++++ STUDY TEXT
Monday, March 14, 2005

Firefox and Stop Sign

Redemption in a blog reports on a troubling issue. He searched for an item in Google (I did the same by searching on "Firefox") and Google responded with a list of ads, one of which seemed to advertise Firefox for download. Only, it wasn't Firefox's site, but rather the site for an anti-spyware company called "Stop-sign". Further investigation on my part found several links on the web suggesting that Stop-sign was itself spyware and, at one time in their history, tended to use drive-by install methods (where the software installs itself on someone's PC without asking permission). This may or may not have cleared itself up as Stop-sign appears to have re-organized as a company and I did find some positive statements about them. However, I'm not certain that Firefox wants to be associated to them. Stop-sign does charge for their antivirus software and Firefox is free.

From Spyware Warrior's site about Stop-sign:

"eAcceleration's Stop-Sign anti-malware scanner was listed on this page primarily because of the company's history of employing deceptive advertising and drive-by-downloads (1, 2, 3, 4). The company was also known for removing and/or disabling competing apps. These objectionable business practices were employed primarily during the years 2002-2003.

Sometime during 2004 the company underwent reorganization. Not only have the worst of the company's download and installation practices been halted, but the company has completely overhauled its stub installer application, giving users much more control over the software modules to be installed on their systems (1, 2).

While testing indicates that the "threat scanner" is still slow and has occasional problems with false positives -- in large part because of the use of heuristics, which cannot be turned off by the user -- we can no longer classify this application as "rogue/suspect." Nonetheless, this anti-malware application -- at least in its current state -- cannot be recommended, given the many excellent competing anti-virus, anti-trojan, and anti-spyware applications that are available (some for free).
++++++++
++++ EXERCISE DATA
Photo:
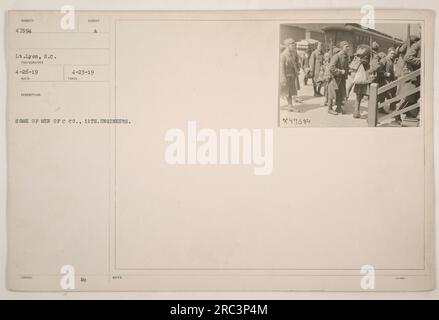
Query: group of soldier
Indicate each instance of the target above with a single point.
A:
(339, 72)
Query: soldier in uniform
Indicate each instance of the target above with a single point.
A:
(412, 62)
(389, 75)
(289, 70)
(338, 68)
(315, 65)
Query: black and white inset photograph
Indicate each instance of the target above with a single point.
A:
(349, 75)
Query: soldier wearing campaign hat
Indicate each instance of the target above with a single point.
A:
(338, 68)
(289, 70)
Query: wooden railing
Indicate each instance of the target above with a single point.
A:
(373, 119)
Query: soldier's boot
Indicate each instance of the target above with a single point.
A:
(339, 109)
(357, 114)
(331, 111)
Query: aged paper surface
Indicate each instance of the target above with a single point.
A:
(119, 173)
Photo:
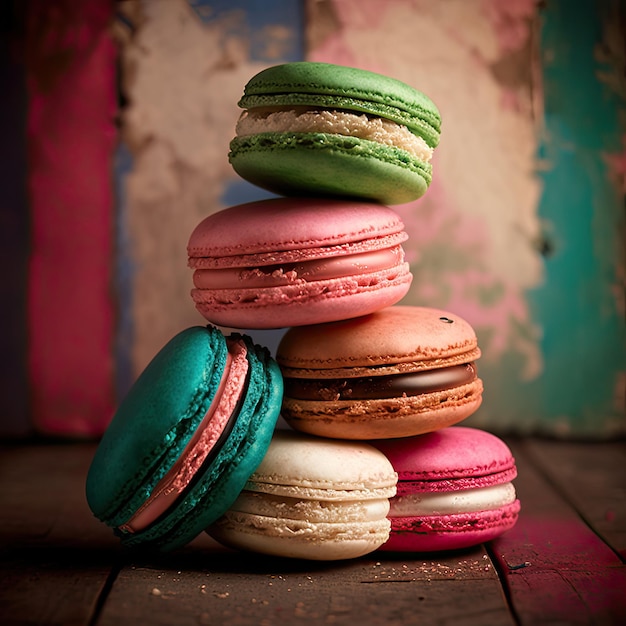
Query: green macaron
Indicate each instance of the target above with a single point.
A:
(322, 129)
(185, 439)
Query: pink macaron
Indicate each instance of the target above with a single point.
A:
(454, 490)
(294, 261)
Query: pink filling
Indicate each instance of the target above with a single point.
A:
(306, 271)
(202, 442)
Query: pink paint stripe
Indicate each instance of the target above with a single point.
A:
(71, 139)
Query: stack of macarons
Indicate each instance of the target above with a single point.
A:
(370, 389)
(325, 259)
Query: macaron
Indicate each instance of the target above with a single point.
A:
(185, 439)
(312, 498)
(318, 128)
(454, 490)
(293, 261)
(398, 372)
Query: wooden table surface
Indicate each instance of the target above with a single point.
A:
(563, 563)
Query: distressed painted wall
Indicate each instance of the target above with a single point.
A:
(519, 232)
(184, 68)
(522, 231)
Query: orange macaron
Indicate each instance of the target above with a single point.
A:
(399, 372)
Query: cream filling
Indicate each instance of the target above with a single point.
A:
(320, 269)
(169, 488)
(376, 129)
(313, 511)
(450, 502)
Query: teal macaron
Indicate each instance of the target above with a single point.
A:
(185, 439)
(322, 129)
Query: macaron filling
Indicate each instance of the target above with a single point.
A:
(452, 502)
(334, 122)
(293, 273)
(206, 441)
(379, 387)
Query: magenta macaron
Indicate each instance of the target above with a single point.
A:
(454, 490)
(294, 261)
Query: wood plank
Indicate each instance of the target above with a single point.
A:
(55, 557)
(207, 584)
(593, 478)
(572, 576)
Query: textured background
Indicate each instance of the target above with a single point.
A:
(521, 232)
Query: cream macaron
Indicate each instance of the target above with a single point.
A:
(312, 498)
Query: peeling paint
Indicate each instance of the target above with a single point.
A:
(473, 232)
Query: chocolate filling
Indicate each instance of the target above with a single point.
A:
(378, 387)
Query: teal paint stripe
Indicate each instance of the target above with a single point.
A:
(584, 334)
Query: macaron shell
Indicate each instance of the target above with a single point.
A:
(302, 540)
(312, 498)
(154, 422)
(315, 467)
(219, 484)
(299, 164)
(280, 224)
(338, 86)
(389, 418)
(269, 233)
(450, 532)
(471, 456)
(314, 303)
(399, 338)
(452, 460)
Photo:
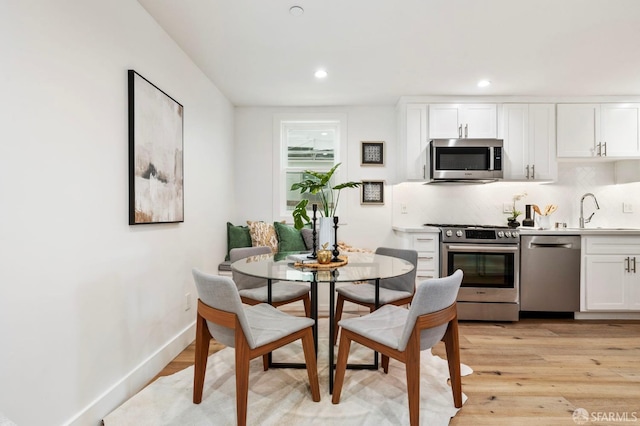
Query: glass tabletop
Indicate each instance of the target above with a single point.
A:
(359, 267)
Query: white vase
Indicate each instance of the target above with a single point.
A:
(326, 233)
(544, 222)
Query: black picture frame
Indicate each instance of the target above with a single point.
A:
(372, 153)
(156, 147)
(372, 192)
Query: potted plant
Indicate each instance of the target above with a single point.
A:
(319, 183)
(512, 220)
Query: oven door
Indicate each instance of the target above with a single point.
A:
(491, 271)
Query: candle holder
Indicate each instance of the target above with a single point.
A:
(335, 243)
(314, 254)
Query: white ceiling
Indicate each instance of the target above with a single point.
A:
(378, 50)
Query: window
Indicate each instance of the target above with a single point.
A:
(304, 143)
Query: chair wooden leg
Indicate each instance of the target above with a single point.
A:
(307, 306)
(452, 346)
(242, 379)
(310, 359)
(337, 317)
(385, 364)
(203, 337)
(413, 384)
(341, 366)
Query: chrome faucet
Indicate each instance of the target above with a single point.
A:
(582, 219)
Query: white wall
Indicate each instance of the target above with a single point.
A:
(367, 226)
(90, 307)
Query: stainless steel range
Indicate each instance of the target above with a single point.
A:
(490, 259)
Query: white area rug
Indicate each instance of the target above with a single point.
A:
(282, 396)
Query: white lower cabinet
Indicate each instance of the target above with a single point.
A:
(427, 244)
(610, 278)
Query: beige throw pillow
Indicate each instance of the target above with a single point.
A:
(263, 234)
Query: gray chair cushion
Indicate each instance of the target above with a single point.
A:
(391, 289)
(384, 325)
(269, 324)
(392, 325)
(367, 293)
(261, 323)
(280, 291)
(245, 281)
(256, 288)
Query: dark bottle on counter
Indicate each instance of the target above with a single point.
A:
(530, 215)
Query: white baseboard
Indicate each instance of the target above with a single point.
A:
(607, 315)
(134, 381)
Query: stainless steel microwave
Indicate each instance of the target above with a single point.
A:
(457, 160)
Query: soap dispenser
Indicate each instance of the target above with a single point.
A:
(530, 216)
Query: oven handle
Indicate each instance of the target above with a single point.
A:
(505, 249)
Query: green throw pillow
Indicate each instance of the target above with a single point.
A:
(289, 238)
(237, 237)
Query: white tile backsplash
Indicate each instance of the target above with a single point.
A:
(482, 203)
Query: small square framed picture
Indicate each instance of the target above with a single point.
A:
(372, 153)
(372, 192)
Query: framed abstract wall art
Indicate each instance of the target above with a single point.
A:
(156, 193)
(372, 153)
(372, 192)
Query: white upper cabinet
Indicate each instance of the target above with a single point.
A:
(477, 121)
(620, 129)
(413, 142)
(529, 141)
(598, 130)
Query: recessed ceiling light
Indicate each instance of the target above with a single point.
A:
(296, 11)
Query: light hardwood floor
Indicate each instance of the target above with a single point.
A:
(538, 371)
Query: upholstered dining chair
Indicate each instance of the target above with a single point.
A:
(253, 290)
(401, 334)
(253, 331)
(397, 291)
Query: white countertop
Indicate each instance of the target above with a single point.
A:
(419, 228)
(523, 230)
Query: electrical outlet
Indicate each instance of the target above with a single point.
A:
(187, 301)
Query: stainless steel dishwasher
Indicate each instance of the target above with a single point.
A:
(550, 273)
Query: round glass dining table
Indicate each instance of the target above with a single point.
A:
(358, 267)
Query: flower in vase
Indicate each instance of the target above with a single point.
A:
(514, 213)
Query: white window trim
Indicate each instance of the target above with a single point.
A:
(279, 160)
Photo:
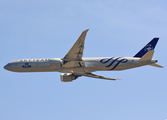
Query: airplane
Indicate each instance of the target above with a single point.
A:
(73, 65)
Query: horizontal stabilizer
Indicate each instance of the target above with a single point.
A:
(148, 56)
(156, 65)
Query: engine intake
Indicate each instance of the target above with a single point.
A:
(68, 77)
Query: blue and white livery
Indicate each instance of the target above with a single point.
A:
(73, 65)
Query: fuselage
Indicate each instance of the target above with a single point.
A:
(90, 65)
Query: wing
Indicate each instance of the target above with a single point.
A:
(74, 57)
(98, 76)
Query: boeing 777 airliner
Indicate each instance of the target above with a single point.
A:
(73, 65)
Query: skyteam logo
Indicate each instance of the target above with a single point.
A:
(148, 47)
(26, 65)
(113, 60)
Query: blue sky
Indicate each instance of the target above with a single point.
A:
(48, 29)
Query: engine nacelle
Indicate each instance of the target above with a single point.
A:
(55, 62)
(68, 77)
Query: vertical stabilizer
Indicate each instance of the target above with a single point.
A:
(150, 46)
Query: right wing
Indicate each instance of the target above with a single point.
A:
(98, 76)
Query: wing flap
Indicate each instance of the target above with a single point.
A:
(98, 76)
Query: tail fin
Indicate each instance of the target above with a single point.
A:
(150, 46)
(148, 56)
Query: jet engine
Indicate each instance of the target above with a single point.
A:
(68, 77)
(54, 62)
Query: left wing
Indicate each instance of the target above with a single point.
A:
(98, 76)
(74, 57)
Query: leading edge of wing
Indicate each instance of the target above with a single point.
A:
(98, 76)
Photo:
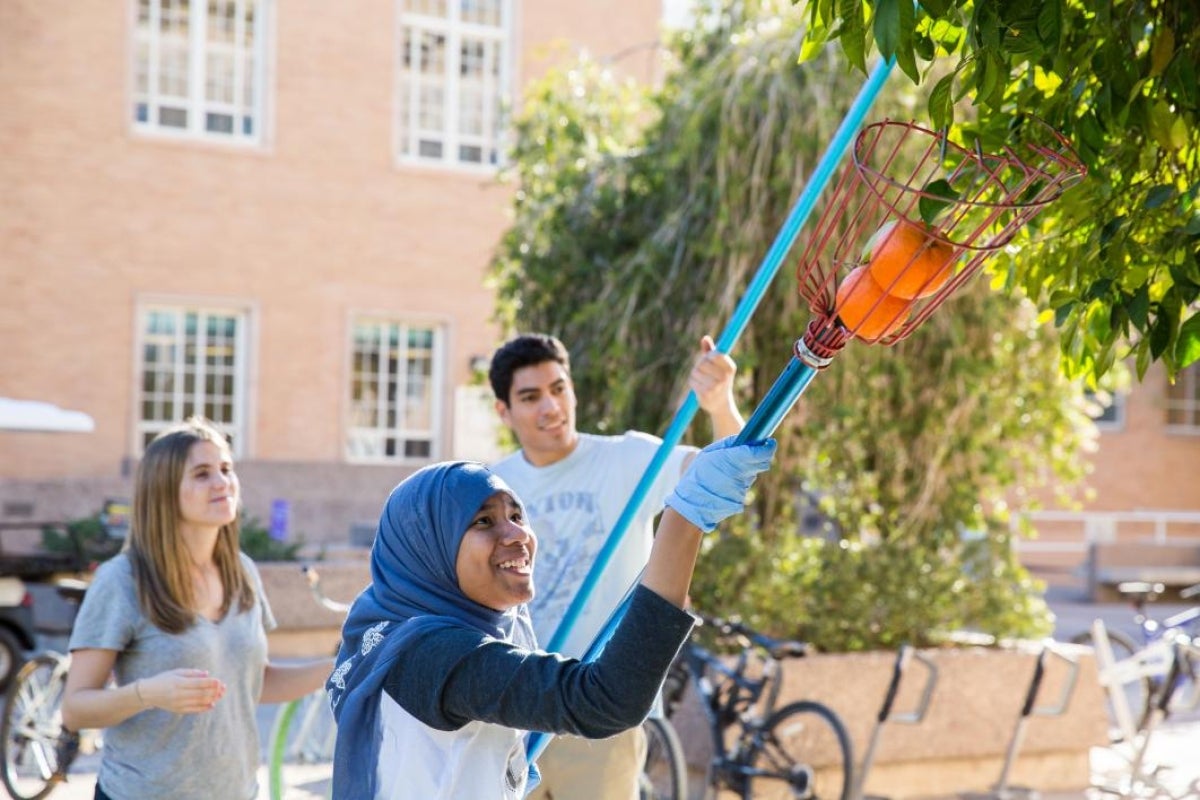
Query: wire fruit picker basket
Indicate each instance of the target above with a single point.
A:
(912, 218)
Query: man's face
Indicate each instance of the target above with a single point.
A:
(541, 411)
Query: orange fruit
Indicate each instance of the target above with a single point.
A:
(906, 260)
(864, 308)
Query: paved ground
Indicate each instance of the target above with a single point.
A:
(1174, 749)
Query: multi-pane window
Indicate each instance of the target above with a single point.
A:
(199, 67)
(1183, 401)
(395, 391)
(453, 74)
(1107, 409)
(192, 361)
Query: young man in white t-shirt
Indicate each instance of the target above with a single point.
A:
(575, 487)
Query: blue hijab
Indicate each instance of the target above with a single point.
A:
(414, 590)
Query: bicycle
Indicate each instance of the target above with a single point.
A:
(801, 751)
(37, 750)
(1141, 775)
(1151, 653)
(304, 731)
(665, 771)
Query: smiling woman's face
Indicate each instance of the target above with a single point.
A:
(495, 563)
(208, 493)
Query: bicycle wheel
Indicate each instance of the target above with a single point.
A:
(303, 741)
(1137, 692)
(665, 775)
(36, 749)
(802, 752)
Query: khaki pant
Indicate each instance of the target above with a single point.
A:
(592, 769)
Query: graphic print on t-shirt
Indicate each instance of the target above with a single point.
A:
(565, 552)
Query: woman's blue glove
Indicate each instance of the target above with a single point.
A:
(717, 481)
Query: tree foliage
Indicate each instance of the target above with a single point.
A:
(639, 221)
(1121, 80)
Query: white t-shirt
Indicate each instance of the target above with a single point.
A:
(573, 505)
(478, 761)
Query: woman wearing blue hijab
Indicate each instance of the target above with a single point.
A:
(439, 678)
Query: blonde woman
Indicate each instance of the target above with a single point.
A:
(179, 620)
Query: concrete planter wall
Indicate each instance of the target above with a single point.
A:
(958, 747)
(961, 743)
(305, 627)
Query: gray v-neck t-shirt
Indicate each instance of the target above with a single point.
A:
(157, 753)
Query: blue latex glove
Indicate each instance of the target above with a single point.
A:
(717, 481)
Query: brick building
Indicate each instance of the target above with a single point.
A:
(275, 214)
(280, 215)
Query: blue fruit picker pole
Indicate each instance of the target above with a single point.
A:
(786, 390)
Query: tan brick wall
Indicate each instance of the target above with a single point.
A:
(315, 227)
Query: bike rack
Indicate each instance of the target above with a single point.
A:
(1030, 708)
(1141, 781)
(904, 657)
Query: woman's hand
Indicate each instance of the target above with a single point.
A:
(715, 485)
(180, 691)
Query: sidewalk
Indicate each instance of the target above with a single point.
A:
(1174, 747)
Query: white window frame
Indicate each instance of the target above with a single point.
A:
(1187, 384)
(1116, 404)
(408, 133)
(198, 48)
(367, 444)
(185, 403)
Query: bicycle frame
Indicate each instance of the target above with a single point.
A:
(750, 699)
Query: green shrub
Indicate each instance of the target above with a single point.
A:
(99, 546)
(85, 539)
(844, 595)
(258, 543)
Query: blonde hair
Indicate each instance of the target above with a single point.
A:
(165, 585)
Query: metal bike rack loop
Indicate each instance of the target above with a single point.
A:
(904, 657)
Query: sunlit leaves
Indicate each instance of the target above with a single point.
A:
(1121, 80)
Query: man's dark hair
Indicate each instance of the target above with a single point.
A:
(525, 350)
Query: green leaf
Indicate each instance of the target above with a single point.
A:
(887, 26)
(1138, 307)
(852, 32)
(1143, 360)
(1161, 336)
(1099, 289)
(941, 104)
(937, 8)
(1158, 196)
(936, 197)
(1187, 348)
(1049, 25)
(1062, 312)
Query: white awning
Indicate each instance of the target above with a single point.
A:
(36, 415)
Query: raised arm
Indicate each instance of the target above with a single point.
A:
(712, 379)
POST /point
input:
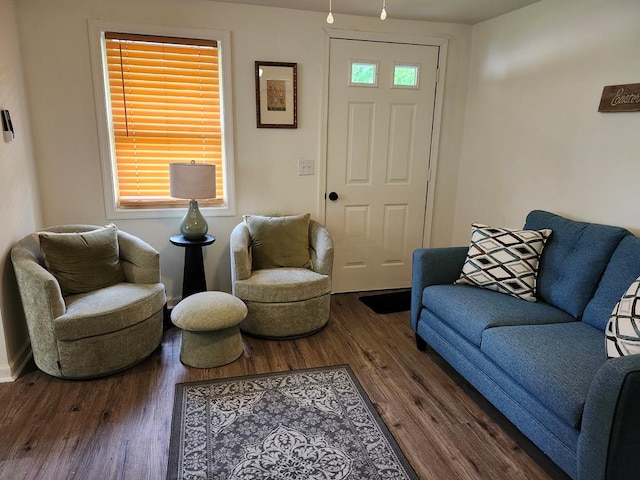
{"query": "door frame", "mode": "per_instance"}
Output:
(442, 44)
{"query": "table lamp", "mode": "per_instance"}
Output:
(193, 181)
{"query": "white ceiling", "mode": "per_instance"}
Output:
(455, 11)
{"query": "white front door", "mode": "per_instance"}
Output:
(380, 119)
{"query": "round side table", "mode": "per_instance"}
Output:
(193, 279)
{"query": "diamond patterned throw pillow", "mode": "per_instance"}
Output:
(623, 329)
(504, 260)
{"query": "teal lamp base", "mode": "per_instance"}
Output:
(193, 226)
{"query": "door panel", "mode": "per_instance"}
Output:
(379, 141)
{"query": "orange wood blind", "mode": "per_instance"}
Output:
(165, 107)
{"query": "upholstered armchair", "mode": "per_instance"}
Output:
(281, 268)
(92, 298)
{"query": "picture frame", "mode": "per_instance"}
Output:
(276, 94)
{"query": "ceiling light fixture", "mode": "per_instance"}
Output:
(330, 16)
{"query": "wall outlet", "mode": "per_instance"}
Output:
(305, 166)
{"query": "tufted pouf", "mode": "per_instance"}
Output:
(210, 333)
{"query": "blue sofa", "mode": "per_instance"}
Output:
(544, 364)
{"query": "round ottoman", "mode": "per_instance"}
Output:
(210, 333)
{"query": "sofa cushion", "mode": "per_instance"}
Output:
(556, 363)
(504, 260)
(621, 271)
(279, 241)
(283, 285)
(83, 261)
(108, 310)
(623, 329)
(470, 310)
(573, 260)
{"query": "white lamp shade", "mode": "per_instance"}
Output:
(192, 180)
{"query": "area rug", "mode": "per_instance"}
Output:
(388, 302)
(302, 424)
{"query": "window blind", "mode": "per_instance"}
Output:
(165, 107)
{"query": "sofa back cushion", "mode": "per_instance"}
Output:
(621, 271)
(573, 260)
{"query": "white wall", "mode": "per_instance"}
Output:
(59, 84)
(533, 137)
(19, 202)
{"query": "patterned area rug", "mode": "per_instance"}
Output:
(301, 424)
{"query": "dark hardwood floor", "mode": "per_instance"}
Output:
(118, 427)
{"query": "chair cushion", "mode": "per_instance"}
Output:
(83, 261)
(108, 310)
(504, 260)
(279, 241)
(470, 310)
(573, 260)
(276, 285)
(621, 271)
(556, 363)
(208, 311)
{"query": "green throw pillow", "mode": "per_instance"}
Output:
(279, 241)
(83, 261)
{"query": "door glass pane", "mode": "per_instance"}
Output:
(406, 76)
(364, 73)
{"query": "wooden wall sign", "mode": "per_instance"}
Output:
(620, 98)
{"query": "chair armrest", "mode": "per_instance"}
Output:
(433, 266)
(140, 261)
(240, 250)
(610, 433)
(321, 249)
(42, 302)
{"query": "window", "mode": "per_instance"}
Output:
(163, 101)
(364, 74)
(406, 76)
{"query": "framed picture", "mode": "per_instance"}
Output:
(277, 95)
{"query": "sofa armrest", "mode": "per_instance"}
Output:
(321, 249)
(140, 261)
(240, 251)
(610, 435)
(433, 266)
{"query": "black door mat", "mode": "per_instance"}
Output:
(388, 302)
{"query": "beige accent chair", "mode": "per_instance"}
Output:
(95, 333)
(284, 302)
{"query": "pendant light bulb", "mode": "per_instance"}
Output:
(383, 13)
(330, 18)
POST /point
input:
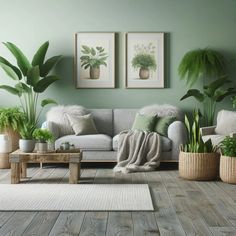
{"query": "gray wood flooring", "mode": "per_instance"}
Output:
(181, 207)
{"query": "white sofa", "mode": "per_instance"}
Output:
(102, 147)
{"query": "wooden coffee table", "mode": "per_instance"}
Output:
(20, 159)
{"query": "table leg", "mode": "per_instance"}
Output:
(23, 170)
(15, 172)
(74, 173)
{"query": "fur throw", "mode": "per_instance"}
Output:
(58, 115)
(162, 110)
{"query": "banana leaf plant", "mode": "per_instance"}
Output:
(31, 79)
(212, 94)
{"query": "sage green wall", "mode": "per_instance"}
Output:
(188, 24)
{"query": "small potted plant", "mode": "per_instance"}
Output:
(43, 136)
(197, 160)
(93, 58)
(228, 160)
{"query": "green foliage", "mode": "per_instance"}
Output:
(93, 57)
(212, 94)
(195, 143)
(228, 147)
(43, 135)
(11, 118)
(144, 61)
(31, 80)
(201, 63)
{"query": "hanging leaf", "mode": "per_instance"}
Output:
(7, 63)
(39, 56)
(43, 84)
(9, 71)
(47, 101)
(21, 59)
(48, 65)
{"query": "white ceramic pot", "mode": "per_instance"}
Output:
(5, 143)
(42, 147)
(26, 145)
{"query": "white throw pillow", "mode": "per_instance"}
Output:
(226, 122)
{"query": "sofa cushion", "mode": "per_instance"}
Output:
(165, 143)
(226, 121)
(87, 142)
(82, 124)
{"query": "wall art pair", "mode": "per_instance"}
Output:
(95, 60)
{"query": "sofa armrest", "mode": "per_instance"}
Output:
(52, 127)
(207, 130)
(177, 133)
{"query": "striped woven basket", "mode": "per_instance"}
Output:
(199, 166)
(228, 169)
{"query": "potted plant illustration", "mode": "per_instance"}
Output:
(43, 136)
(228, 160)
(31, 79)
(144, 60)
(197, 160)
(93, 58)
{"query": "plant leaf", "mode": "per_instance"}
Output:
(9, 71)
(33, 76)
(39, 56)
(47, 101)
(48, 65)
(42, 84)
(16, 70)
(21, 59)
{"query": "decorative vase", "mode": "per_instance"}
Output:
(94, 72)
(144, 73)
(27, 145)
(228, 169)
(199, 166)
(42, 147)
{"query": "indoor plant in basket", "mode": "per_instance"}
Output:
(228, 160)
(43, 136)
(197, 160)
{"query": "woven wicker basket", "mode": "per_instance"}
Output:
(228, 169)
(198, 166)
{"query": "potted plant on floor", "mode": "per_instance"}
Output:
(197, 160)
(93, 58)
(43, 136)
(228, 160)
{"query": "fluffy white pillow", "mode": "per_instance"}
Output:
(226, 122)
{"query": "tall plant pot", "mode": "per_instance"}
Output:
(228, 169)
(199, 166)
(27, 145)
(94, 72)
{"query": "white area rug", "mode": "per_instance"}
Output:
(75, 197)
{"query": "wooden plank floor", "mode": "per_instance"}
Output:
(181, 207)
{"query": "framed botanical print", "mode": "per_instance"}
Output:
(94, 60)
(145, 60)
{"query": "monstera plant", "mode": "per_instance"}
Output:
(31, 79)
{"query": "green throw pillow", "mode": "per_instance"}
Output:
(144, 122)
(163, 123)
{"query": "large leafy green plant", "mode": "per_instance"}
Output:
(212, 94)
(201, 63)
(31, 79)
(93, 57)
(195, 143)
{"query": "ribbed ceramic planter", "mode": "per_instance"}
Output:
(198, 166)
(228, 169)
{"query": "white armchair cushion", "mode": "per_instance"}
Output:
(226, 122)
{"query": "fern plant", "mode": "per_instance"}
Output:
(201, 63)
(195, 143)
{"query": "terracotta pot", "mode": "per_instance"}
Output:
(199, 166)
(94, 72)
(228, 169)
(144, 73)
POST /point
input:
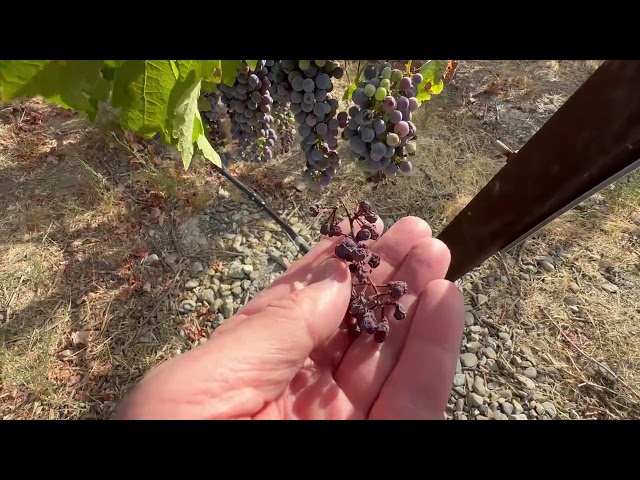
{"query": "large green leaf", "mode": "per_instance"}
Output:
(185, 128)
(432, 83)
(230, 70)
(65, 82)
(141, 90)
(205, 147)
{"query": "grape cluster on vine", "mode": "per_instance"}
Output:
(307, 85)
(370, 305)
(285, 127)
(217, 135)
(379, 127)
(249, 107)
++++++++
§ **EXERCISE OBJECTIVE**
In the blog post about Firefox and Stop-sign, during which years did the company mainly use its objectionable business practices?

§ **ANSWER BOX**
2002-2003